Требования
Пожалуйста, отфильтруйте пункты ниже и выпишите каждую строку, в которой встречается слово «roof». Регистр букв учитывается.

Строки с данными разметки рамок
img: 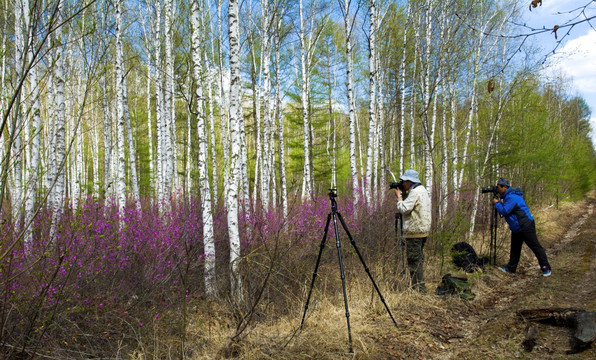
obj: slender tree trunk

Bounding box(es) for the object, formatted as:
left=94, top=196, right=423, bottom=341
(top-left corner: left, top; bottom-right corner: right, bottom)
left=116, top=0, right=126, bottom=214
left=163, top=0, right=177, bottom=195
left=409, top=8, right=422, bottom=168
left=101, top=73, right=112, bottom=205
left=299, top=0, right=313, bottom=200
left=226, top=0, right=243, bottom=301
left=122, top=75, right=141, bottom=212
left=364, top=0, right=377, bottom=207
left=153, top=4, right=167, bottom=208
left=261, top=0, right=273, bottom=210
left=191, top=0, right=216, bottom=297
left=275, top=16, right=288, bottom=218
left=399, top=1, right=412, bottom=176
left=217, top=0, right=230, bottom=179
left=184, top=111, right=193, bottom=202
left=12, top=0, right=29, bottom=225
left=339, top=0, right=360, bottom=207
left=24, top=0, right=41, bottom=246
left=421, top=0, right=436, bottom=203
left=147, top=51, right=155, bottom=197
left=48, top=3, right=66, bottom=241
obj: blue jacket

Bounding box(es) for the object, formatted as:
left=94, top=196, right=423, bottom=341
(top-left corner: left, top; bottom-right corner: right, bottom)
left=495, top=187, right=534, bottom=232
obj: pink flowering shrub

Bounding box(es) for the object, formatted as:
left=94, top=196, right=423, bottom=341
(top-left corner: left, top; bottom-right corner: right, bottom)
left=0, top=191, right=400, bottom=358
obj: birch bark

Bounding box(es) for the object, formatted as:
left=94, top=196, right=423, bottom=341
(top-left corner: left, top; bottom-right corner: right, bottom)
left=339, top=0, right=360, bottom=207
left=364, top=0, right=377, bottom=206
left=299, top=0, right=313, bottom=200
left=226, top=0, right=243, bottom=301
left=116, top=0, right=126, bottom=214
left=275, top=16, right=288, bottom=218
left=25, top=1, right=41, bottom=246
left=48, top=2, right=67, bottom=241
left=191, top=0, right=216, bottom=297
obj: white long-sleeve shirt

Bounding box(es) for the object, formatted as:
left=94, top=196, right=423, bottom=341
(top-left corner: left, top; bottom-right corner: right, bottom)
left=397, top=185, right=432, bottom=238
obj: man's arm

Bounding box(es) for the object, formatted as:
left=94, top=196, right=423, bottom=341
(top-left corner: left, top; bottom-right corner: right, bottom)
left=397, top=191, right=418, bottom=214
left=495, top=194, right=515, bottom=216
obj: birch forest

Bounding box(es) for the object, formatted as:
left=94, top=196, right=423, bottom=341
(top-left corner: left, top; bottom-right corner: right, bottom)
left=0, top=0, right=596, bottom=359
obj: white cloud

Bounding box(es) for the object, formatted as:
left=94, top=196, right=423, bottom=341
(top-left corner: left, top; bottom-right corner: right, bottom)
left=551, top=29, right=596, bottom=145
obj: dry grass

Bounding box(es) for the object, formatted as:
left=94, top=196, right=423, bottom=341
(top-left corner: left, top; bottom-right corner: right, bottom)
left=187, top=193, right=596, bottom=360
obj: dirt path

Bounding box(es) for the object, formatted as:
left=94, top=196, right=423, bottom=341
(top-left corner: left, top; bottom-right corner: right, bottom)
...
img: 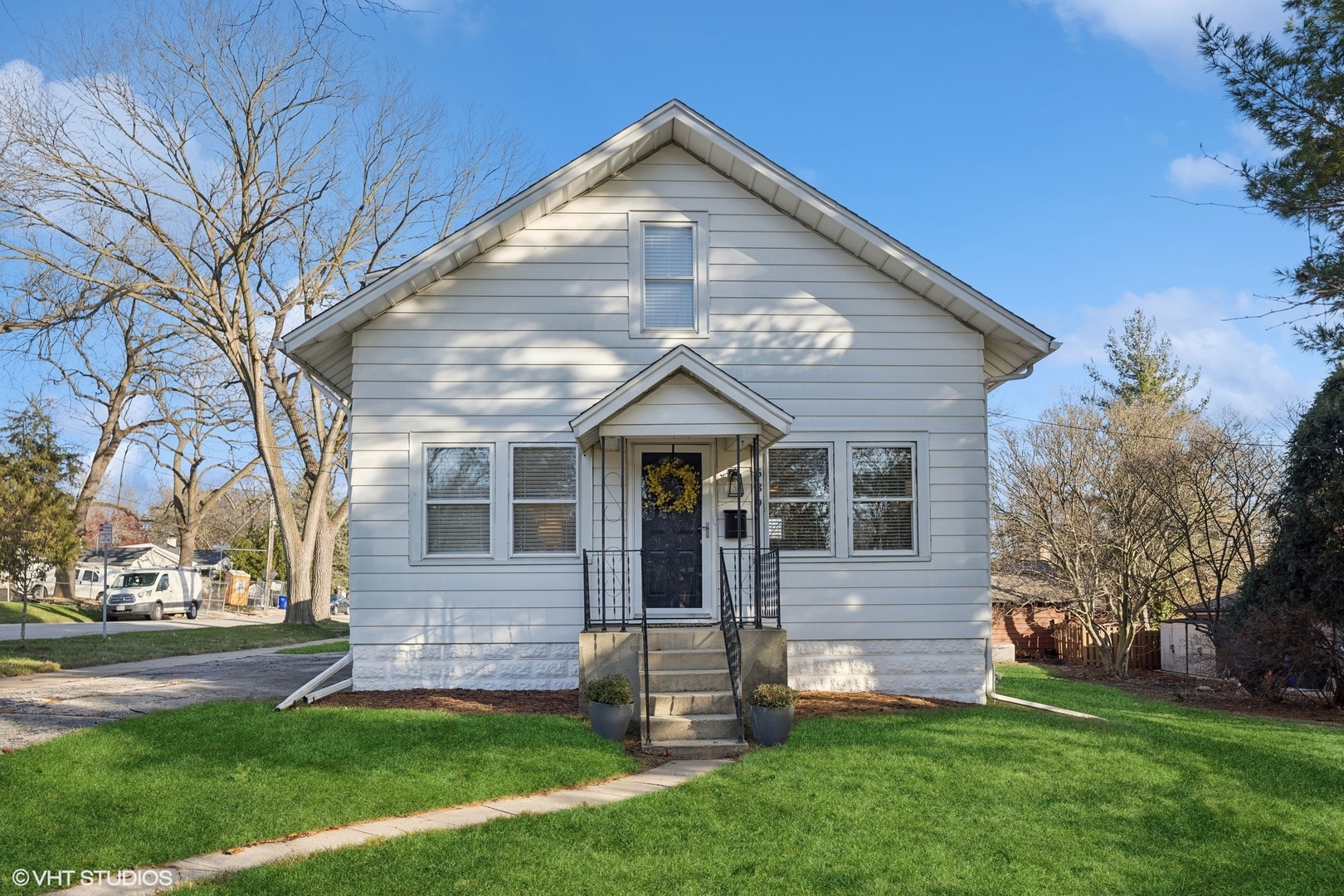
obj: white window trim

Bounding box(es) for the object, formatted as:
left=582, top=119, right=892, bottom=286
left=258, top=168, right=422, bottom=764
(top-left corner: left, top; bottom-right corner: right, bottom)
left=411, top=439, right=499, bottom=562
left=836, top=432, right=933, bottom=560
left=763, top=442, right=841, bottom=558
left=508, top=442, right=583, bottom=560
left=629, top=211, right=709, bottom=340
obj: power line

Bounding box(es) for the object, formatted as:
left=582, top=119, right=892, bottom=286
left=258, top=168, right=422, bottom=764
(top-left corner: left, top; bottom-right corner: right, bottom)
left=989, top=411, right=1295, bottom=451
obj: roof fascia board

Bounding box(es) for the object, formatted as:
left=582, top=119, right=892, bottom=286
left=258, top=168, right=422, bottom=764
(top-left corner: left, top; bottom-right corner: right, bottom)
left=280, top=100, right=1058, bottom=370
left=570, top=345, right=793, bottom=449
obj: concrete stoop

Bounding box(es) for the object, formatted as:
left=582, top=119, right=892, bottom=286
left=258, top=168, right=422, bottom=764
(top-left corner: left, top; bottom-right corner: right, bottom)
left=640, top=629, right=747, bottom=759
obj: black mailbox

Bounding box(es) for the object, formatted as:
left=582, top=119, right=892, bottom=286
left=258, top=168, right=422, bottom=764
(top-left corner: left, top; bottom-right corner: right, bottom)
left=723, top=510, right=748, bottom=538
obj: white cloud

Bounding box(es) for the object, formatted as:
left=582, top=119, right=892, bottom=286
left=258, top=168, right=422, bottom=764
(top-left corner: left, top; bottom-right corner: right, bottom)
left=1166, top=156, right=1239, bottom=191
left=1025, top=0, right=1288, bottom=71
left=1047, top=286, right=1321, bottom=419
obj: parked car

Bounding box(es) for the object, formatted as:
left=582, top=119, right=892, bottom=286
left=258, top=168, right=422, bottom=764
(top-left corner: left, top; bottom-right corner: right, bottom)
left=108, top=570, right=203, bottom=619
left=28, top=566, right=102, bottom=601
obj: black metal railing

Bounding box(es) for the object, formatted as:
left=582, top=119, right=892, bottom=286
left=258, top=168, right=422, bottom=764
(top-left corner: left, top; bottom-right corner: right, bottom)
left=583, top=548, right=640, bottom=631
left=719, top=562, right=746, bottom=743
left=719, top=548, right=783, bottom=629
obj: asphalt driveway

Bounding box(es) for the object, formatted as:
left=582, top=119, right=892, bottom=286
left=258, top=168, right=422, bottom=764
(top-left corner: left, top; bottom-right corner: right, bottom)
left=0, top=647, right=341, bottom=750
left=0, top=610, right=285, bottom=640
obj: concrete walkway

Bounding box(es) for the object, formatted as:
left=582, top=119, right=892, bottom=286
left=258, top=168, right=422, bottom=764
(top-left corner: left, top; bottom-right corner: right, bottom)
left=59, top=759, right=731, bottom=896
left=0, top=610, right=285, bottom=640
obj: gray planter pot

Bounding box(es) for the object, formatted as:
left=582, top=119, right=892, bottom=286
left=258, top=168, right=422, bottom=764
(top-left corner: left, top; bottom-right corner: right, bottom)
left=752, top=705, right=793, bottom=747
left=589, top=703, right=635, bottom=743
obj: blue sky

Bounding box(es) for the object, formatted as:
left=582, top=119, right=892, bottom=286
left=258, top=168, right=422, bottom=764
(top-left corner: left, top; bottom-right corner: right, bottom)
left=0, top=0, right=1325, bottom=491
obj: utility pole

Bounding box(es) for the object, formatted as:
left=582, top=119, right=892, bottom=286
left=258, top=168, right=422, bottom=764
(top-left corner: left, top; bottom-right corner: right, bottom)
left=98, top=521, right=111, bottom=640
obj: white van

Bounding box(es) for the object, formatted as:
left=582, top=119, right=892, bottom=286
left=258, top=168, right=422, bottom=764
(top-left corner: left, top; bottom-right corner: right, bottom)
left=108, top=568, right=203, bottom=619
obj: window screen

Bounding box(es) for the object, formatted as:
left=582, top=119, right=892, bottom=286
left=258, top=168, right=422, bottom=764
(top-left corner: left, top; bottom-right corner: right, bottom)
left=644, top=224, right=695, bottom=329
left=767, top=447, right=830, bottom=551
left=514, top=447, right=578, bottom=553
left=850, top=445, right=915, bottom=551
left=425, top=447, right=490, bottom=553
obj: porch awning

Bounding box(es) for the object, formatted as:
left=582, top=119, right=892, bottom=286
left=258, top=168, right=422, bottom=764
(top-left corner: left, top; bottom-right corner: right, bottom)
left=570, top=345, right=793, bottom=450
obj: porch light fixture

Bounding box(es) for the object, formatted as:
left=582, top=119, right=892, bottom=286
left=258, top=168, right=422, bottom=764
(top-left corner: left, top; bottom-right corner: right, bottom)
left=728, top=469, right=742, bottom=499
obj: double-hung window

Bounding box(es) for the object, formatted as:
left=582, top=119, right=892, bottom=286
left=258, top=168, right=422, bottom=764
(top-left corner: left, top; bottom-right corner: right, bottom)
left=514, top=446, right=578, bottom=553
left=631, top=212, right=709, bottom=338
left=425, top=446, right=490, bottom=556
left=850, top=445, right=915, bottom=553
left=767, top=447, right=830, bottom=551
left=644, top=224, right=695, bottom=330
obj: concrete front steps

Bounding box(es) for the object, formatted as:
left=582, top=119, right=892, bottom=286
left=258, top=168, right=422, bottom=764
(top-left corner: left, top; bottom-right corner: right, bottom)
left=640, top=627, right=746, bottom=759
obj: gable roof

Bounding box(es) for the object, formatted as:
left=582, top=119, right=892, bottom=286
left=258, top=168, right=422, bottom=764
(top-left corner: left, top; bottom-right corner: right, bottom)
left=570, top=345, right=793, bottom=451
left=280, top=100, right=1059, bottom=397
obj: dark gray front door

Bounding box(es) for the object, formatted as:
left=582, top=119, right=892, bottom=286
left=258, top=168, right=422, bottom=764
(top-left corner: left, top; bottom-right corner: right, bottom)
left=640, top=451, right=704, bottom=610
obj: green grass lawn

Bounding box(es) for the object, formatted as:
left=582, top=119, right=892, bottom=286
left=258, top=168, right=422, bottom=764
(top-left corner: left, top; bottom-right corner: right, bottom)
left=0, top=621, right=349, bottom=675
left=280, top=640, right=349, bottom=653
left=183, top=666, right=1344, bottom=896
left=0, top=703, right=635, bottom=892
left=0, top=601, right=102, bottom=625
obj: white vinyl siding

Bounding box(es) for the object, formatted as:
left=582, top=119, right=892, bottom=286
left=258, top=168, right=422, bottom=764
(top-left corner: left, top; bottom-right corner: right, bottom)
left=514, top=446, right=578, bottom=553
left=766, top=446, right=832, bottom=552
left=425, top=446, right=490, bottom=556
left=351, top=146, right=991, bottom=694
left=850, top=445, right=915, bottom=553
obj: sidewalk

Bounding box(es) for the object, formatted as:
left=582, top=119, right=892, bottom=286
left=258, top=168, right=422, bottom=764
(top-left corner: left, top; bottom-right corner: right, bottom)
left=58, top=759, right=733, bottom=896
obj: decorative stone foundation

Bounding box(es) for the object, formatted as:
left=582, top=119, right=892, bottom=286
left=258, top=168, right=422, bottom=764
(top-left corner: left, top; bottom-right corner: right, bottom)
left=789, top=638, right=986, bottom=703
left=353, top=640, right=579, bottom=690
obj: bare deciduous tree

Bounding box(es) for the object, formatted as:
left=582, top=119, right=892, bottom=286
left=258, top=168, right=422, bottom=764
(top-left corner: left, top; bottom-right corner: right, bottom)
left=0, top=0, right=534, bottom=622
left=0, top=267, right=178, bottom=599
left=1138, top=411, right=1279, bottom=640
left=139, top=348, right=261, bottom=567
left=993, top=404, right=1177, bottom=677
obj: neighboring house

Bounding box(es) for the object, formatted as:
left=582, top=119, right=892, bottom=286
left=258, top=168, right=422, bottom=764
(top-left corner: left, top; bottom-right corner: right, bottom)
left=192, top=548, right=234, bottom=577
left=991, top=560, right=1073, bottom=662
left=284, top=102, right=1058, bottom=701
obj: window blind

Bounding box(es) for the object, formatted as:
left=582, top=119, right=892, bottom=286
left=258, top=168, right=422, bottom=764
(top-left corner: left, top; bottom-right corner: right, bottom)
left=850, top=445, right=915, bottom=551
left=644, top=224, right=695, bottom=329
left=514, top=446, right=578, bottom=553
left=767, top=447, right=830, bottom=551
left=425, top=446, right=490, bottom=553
* * *
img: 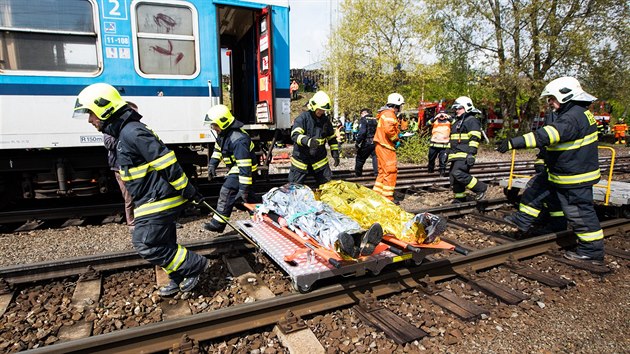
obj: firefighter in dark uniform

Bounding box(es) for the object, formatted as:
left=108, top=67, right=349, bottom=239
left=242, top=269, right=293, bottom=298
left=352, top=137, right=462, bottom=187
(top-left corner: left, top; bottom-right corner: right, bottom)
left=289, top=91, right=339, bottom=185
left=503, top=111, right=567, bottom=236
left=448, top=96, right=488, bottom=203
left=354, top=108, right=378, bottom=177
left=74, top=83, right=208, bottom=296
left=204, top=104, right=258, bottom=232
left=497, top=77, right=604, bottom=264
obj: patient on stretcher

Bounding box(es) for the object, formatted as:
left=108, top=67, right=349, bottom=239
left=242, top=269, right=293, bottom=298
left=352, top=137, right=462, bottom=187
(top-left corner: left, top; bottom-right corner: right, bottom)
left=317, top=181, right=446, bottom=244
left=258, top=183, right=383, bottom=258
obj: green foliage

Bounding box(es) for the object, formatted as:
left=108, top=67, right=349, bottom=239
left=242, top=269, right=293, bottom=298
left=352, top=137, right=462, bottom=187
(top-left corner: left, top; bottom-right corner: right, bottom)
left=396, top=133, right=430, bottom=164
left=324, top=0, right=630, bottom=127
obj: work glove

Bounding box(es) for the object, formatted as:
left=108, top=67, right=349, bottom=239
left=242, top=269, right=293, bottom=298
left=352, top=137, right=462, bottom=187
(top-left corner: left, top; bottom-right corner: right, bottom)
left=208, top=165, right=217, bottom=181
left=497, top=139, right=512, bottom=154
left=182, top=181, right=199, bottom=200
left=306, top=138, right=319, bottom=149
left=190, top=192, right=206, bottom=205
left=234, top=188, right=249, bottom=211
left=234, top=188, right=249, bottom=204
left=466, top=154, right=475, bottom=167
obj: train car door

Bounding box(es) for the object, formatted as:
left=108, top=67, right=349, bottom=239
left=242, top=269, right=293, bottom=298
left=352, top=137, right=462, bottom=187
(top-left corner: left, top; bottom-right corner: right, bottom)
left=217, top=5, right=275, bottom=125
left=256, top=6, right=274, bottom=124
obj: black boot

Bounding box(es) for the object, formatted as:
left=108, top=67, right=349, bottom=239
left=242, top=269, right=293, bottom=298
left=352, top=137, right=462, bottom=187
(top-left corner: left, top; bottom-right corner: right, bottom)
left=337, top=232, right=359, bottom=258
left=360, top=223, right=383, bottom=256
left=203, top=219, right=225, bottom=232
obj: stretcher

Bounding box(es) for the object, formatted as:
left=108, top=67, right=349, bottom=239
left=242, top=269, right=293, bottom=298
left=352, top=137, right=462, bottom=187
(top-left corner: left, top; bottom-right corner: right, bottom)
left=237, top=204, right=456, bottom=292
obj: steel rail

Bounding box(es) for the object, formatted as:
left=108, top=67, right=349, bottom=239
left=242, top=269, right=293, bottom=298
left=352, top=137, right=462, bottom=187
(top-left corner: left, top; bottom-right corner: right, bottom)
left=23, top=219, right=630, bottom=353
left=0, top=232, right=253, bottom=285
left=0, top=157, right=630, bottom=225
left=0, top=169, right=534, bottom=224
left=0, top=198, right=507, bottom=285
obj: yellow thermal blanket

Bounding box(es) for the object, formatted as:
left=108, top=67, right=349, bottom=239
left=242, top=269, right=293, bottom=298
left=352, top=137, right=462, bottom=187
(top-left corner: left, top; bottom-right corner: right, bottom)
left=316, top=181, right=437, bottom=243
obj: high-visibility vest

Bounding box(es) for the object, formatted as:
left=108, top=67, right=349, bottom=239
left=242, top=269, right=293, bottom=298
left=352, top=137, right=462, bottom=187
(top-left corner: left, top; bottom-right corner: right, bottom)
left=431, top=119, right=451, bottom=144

Ожидаемый ответ
obj: roof fascia board
obj: gable roof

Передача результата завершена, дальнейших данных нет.